Referring expression pointing data
============================================================
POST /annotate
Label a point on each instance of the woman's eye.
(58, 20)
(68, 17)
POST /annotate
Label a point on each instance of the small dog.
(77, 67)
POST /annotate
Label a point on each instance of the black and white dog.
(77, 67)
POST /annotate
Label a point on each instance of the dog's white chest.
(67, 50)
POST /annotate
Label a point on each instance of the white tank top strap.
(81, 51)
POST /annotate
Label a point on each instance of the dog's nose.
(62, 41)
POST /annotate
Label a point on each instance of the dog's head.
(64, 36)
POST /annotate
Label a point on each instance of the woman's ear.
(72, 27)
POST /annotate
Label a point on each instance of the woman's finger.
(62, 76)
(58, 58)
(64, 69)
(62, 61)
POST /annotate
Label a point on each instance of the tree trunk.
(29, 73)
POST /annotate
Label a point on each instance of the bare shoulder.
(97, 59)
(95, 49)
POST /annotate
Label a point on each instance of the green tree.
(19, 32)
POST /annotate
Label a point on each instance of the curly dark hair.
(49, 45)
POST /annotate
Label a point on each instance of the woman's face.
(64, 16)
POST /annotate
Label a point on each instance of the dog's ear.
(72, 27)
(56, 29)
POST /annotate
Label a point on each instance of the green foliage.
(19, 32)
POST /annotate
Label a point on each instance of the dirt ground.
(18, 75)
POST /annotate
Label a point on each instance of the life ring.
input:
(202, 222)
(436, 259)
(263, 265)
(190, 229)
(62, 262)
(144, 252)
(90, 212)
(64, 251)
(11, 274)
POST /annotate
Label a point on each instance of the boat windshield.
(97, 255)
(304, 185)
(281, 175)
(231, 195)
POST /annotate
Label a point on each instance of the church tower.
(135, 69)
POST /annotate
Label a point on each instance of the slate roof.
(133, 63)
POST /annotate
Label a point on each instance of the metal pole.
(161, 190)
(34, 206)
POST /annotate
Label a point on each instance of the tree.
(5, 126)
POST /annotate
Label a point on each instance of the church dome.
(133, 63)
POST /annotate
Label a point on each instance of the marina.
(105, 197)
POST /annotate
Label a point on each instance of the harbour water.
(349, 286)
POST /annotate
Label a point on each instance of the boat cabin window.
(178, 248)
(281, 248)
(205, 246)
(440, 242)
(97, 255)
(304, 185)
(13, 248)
============================================================
### Problem statement
Write out each entry exactly, and omit nothing.

### Answer area
POST /annotate
Label a point on each instance of the woman's eye.
(58, 20)
(68, 17)
POST /annotate
Label a point on each instance of the small dog.
(77, 67)
POST /annotate
Label a point on each instance of the black and white dog.
(77, 67)
POST /annotate
Label a point on each instance of the dog's white chest.
(67, 50)
POST /annotate
Label a point on each instance of the white tank top strap.
(81, 51)
POST /annotate
Label a point on each instance of the dog's nose.
(62, 41)
POST /annotate
Label a point on each instance of the dog's head.
(64, 36)
POST /annotate
Label a point on each instance of the woman's ear.
(72, 27)
POST /annotate
Label a point on each instance of the woman's finger.
(62, 76)
(58, 58)
(64, 69)
(62, 61)
POST /annotate
Label a point on each instance of the tree trunk.
(29, 73)
POST /annotate
Label a point on each instance of the bare shoulder.
(97, 59)
(95, 49)
POST /annotate
Label a point on each instance of the green tree.
(19, 32)
POST /annotate
Label a point on each instance of the curly dark hair.
(49, 45)
POST /annotate
Label a point on each instance of the woman's face.
(64, 16)
POST /annotate
Label a point on each instance of the dog's ear.
(72, 27)
(56, 29)
POST /annotate
Label a point on each instance of the green foliage.
(19, 32)
POST /annotate
Label a point on each instance of the dirt ground.
(18, 75)
POST /annotate
Label a point on each instance of the life ring.
input:
(202, 222)
(436, 259)
(263, 265)
(190, 229)
(62, 262)
(144, 252)
(90, 212)
(64, 251)
(11, 274)
POST /annotate
Label a point on each instance of the boat windshield.
(97, 255)
(304, 185)
(281, 175)
(231, 195)
POST /annotate
Label a point on each instance of the church tower.
(135, 69)
POST /annotate
Label a point on each instance of the slate roof.
(133, 63)
POST /annotate
Label a point on each instance of the metal pole.
(161, 190)
(34, 206)
POST /annotate
Label a point on each instance of the tree.
(5, 126)
POST /annotate
Label a point on each instance of the church dome.
(133, 63)
POST /annotate
Label a point on each instance of the marina.
(105, 197)
POST /annotate
Label a point on each instance of the harbour water.
(349, 286)
POST /annotate
Label a point on each instance of the boat cabin window.
(178, 248)
(281, 248)
(205, 246)
(440, 242)
(97, 255)
(304, 185)
(13, 248)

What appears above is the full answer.